## Set task 1
Using the text on "Love Don't Come Easy," mark each statement yes or no and quote the words of the text that decide it. (a) Richie Zito produced the song. (b) The single came out in the UK in April 1991. (c) The song reached number 24 on the Album Rock Tracks chart in the US.
## Set task 2
Copy the text on "Love Don't Come Easy" word for word, starting at "- Recorded: 1991" and ending at "chart in the US.".

## Given passage
::::::::

Single by White Lion

from the album Mane Attraction
- B-side: "Out With the Boys"
- Released: April 1991 (Japan) June 1991 (UK)
- Recorded: 1991
- Genre: Pop rock
- Length: 4:11
- Label: Atlantic
- Songwriter(s): Mike Tramp/Vito Bratta
- Producer(s): Richie Zito

White Lion singles chronology
| "Goin' Home Tonight" (1990) | "Love Don't Come Easy" (1991) | "Lights and Thunder" (1991) |

= Love Don't Come Easy =

"Love Don't Come Easy" is a song and single by American/Danish glam metal band White Lion. The song was the first single presented to radio stations from their 1991 album Mane Attraction and features a music video. The song peaked at number 24 on the Album Rock Tracks chart in the US.

::::::::

## Dataset excerpt
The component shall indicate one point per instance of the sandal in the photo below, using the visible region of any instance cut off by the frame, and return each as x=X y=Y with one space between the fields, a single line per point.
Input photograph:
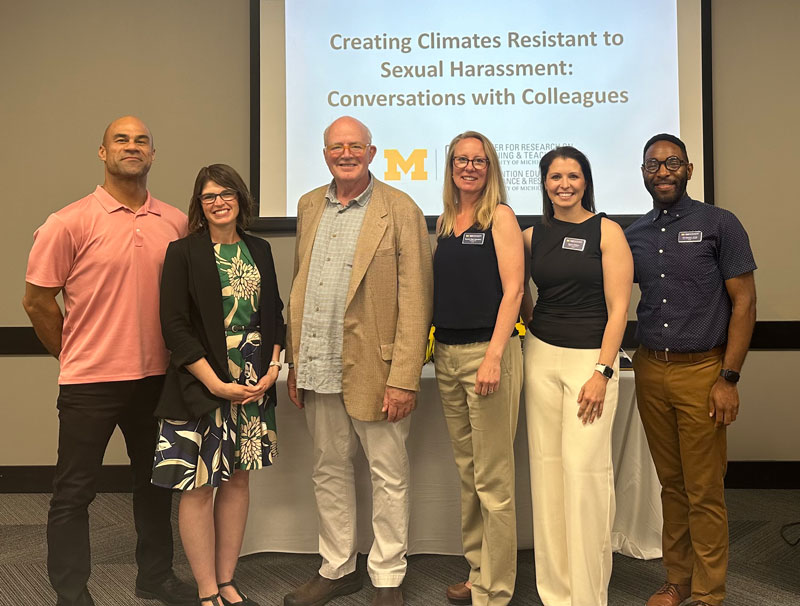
x=245 y=601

::::::::

## Exercise response 1
(a) Yes: "Producer(s): Richie Zito"
(b) No: "Released: April 1991 (Japan) June 1991 (UK)"
(c) Yes: "The song peaked at number 24 on the Album Rock Tracks chart in the US."

## Exercise response 2
- Recorded: 1991
- Genre: Pop rock
- Length: 4:11
- Label: Atlantic
- Songwriter(s): Mike Tramp/Vito Bratta
- Producer(s): Richie Zito

White Lion singles chronology
| "Goin' Home Tonight" (1990) | "Love Don't Come Easy" (1991) | "Lights and Thunder" (1991) |

= Love Don't Come Easy =

"Love Don't Come Easy" is a song and single by American/Danish glam metal band White Lion. The song was the first single presented to radio stations from their 1991 album Mane Attraction and features a music video. The song peaked at number 24 on the Album Rock Tracks chart in the US.